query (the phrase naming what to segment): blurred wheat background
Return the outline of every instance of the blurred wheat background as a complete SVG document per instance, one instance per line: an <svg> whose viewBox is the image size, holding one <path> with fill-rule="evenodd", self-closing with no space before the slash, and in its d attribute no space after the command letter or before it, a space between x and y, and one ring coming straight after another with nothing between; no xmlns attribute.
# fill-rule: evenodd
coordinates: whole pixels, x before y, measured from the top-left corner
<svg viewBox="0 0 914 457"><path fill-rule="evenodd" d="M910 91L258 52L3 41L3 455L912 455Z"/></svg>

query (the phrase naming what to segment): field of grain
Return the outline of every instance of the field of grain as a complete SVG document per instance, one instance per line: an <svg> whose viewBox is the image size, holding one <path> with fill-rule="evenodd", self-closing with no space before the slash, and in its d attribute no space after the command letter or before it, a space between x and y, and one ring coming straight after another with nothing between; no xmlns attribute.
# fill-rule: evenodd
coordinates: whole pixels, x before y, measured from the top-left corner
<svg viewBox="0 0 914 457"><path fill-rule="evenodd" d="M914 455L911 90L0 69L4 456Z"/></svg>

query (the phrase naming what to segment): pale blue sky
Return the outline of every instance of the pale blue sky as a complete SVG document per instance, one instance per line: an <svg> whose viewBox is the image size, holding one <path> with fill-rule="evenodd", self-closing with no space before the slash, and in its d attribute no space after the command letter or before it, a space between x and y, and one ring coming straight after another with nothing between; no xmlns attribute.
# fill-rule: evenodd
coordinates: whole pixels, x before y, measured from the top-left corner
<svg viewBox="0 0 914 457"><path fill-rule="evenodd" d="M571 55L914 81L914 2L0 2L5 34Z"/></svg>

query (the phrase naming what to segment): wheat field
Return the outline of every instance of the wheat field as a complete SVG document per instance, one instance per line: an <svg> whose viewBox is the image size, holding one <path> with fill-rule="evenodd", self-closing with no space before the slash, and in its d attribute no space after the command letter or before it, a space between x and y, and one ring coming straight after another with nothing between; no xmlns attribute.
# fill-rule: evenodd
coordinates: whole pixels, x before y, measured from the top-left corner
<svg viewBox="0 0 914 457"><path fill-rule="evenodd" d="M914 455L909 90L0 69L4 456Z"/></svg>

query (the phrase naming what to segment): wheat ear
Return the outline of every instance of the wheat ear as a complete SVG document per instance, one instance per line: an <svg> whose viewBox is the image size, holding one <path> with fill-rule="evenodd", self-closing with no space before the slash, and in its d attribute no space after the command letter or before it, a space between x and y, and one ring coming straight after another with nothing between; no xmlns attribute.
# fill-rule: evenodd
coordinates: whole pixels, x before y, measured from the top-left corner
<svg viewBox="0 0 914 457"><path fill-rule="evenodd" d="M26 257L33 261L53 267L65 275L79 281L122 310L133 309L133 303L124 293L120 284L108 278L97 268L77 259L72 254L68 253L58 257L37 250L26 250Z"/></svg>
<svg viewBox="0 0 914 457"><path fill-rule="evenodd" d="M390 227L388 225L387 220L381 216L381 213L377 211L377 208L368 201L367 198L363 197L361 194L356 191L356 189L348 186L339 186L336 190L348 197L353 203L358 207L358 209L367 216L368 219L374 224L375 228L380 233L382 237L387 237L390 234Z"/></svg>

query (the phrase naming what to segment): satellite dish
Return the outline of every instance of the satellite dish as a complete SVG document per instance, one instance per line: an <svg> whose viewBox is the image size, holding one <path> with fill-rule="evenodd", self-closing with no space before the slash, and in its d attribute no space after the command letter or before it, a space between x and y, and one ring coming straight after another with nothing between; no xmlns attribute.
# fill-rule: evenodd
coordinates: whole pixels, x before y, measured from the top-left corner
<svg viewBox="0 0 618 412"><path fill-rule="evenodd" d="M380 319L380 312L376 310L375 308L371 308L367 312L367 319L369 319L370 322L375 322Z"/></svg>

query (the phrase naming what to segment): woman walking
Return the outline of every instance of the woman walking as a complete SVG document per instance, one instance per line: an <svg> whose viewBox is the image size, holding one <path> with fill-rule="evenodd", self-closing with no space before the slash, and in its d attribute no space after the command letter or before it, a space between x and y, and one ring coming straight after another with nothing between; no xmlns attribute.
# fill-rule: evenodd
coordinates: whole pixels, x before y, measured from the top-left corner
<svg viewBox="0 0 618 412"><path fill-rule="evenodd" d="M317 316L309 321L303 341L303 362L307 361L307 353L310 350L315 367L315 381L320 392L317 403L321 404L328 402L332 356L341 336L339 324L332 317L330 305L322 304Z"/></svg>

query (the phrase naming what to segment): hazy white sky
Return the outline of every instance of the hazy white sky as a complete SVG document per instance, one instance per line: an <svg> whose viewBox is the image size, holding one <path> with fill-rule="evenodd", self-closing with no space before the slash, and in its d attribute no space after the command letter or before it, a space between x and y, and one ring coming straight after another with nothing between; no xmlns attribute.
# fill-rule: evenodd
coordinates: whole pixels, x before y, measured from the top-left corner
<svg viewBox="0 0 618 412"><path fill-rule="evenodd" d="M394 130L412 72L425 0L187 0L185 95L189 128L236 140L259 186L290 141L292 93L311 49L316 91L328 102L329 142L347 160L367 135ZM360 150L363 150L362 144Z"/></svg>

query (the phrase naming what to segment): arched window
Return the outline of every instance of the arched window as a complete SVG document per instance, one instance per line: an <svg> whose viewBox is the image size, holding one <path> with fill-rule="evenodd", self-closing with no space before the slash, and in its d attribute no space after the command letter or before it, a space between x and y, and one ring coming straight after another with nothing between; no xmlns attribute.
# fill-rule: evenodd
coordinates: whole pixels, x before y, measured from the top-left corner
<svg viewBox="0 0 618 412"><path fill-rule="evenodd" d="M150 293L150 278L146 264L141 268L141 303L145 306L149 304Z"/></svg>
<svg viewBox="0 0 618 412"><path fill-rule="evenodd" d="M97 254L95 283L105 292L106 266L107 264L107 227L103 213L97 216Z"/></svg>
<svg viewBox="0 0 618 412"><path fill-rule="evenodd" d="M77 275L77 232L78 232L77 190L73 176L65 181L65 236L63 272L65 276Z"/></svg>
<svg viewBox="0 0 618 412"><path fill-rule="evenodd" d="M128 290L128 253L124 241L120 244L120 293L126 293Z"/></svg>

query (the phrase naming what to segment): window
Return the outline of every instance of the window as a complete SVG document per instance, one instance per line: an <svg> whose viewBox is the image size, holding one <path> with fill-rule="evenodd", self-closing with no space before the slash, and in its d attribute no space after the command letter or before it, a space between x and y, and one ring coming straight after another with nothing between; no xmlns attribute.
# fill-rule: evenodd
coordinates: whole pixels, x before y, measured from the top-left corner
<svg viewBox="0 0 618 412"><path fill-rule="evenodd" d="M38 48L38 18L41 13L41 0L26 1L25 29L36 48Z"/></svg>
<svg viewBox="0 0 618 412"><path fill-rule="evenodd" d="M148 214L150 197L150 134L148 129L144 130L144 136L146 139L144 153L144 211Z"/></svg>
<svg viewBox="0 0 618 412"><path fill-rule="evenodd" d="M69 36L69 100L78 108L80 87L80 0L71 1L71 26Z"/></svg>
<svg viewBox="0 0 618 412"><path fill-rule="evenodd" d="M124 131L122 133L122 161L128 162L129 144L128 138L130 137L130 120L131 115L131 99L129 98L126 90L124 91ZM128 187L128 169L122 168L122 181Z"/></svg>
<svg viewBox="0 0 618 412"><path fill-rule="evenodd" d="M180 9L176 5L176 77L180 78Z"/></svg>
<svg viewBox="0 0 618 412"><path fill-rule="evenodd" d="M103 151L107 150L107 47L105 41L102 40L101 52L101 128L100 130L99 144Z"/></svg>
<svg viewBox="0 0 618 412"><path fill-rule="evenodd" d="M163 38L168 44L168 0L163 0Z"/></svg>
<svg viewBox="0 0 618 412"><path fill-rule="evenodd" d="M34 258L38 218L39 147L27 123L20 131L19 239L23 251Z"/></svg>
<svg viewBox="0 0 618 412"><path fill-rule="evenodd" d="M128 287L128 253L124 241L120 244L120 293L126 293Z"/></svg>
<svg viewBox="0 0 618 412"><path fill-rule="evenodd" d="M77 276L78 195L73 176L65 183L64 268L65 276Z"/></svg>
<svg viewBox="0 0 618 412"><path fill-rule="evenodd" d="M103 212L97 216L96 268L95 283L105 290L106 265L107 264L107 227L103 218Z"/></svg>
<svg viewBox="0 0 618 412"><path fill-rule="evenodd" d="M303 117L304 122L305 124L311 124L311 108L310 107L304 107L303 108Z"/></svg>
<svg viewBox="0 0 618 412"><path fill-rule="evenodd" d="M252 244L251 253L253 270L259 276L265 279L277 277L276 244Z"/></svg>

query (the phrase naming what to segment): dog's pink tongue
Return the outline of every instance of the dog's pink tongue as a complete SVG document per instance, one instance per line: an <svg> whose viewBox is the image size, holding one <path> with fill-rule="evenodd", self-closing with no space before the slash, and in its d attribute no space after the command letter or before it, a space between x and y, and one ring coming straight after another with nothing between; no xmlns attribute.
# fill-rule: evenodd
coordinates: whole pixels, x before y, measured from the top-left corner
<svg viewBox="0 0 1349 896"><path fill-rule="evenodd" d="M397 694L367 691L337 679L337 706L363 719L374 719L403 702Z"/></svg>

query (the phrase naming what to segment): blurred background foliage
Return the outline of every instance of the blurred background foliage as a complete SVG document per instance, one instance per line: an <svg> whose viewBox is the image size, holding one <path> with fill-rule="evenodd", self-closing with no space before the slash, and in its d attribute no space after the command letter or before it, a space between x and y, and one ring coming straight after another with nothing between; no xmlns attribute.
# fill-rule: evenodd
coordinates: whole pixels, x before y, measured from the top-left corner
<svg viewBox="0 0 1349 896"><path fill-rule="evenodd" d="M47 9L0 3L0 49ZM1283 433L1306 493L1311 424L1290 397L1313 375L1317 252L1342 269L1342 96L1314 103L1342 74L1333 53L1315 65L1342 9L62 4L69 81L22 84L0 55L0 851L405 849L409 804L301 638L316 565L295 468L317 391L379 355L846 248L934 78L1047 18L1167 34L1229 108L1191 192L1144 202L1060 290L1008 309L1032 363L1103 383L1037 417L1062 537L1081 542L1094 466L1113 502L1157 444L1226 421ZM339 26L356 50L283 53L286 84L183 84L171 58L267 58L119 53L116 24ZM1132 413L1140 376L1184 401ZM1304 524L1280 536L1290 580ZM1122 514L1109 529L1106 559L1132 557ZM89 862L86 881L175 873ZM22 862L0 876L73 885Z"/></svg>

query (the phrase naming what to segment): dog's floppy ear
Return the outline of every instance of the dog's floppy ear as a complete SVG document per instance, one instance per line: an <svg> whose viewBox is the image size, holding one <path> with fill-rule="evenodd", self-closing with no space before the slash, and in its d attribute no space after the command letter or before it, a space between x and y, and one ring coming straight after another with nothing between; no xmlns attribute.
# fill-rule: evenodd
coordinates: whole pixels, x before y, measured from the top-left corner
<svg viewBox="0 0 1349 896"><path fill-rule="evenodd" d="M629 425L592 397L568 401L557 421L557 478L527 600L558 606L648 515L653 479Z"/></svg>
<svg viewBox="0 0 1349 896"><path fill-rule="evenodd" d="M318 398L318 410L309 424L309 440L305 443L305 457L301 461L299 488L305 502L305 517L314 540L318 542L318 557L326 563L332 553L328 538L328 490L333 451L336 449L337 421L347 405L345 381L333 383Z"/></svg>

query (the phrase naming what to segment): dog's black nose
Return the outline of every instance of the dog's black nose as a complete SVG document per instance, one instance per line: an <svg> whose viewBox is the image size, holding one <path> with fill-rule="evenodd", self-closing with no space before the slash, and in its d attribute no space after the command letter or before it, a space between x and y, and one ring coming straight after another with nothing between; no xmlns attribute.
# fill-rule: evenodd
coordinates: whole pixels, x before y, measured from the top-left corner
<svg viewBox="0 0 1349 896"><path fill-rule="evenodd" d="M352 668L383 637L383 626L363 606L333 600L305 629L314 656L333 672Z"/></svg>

*Instructions for the task*
Write out the rows above word for word, starting at their first line and ending after the line that contains "91L258 52L3 41L3".

*Reply*
query (the phrase naming what to segment): blurred wheat background
Return the outline of every instance of the blurred wheat background as a complete SVG document per instance, one instance per line: an <svg> whose viewBox is the image size, holding one <path> with fill-rule="evenodd", self-closing with no space before the slash, and in its d attribute no space after the command letter or before it, a space between x and y, and one ring coming straight after another with nothing between; no xmlns attribute.
# fill-rule: evenodd
coordinates: whole pixels, x before y, measured from the top-left corner
<svg viewBox="0 0 914 457"><path fill-rule="evenodd" d="M910 91L258 52L3 41L3 455L912 455Z"/></svg>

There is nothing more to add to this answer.